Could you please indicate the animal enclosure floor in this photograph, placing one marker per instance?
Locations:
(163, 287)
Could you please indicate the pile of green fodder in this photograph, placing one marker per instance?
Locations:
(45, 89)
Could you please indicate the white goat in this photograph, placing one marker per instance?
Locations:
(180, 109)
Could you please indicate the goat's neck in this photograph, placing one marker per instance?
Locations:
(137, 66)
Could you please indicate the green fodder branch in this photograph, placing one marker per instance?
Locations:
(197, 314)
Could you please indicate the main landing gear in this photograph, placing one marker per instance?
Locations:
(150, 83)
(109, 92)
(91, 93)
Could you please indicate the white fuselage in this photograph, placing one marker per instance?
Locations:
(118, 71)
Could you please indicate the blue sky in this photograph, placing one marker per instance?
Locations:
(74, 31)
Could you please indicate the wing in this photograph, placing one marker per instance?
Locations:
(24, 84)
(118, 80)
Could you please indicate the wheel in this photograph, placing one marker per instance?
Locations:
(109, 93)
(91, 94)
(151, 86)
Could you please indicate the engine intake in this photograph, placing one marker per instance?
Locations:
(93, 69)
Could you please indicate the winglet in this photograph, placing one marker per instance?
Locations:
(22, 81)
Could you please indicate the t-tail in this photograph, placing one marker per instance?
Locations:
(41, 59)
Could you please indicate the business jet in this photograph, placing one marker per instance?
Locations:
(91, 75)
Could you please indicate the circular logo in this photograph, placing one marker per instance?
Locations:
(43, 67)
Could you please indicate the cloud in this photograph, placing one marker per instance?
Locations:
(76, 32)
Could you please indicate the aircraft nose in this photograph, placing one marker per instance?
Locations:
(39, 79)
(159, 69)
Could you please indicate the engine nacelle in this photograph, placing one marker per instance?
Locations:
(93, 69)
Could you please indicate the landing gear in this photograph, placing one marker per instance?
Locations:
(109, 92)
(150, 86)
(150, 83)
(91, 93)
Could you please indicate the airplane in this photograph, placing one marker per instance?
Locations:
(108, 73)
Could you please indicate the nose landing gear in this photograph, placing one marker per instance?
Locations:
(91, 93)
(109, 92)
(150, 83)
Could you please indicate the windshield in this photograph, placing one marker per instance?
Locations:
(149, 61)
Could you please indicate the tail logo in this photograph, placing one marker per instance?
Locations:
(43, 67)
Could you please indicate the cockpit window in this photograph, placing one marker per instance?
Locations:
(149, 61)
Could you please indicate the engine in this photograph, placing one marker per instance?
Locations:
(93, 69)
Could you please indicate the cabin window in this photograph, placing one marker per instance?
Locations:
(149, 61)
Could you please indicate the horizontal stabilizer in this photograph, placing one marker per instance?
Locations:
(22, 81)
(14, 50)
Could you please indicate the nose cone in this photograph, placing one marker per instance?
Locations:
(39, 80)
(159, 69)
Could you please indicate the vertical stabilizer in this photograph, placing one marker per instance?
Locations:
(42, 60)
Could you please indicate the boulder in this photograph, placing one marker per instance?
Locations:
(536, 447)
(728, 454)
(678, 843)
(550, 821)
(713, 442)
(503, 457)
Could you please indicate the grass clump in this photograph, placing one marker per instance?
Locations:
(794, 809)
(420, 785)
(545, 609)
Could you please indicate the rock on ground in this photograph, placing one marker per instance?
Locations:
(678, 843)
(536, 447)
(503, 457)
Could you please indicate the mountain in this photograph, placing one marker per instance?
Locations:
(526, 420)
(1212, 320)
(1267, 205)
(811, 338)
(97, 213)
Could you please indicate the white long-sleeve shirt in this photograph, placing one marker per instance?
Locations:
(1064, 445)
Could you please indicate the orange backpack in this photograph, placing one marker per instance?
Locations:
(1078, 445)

—————

* **What is needed**
Word for word, repeat every record.

* **Answer to this exercise**
Could you please indicate the animal enclosure floor in this photograph, placing one marker per instance?
Locations:
(163, 287)
Could you please indicate the pile of green fodder in this photograph, placing one marker per instance?
Locations:
(45, 89)
Could you please indicate the white goat in this photograph, placing one marker per instance?
Locations:
(180, 109)
Could you please indicate the goat's neck in this photograph, placing one marker per instance?
Locations:
(137, 66)
Could you please indicate the green fodder branch in this photograph, placing one marker per instance?
Locations:
(197, 314)
Could you please indicate the main landing gear in this photograph, placing one marker per instance?
Locations:
(150, 83)
(109, 92)
(91, 93)
Could you please indicate the white fuselage in this photograph, placing one marker per instance?
Locations:
(118, 71)
Could you please indicate the blue sky in this photograph, placing one marker per instance?
Locations:
(74, 31)
Could you please indicate the wing in this photograph, placing one marker per instance?
Locations:
(24, 84)
(118, 80)
Could you please indicate the wheel in this photograph, placing one marker per instance?
Locations:
(109, 93)
(91, 94)
(151, 86)
Could you please indicate the engine intake in this photograph, placing one marker per instance?
Locations:
(93, 69)
Could you please indicate the winglet in this photograph, placing one marker per instance?
Locations:
(22, 81)
Could you please indicate the t-tail in this photograph, placing one marker per instance?
Locations:
(41, 59)
Could you please indicate the business jet in this photograph, placing one marker per instance?
Locations:
(91, 75)
Could you please indicate the circular logo in this photograph, placing one marker per instance?
Locations:
(43, 67)
Could you please indicate the cloud in this photograph, placing one marker per instance?
Locations:
(76, 32)
Could you please indicate the aircraft nose in this photograph, placing one marker per instance?
Locations:
(39, 79)
(159, 69)
Could you please indicate the engine nacelle in this photograph, placing one marker per instance?
Locations:
(93, 69)
Could you please indicate the landing gear in this photograph, placing one marker per instance?
Locations:
(109, 92)
(150, 86)
(150, 83)
(91, 93)
Could you please indicate the airplane in this photograph, placing one marker per instance?
Locations:
(108, 73)
Could you please indicate the nose landing gear in this photograph, placing one marker per instance?
Locations:
(91, 93)
(109, 92)
(150, 83)
Could you please indicate the windshield in this photograph, placing one marker per instance?
Locations:
(149, 61)
Could you please indicate the tail logo in this photograph, placing one marker per instance?
Locations:
(43, 67)
Could you please indicate the cockpit window in this photograph, placing one marker per instance?
Locations:
(149, 61)
Could you please indicate the engine in this photograph, placing one marker per instance?
Locations:
(93, 69)
Could you please indicate the cabin window in this photograph, placing one marker per instance?
Locations:
(149, 61)
Could you please indicate the horizontal stabilizer in this photograph, placing one marker per instance?
Locations:
(22, 81)
(14, 50)
Could you please indicate the nose cone in this photograph, placing one marker per instance?
Locations:
(39, 80)
(159, 69)
Could you please indicate the vertical stabilizer in this photograph, placing one marker per instance?
Locations:
(42, 60)
Could you please indicate the boulder in this photograph, placing one marker per instance?
Locations:
(536, 447)
(728, 454)
(678, 843)
(550, 821)
(713, 442)
(503, 457)
Could you please indicate the grass clump in this photograph, placing one marker per instance?
Locations:
(794, 809)
(420, 785)
(545, 609)
Could you please indicate the rock on ground in this photograph, placing one marker per instance?
Locations:
(678, 843)
(536, 447)
(503, 457)
Could you please indicate the mountain in this photograph, placing one marker per instance?
Locations:
(526, 420)
(1212, 320)
(1267, 205)
(811, 338)
(97, 213)
Could you please indicate the white long-sleeve shirt in this photograph, placing one marker per instance?
Locations:
(1064, 445)
Could you please indicate the orange backpack in this photograph, placing one marker per instance?
Locations:
(1078, 445)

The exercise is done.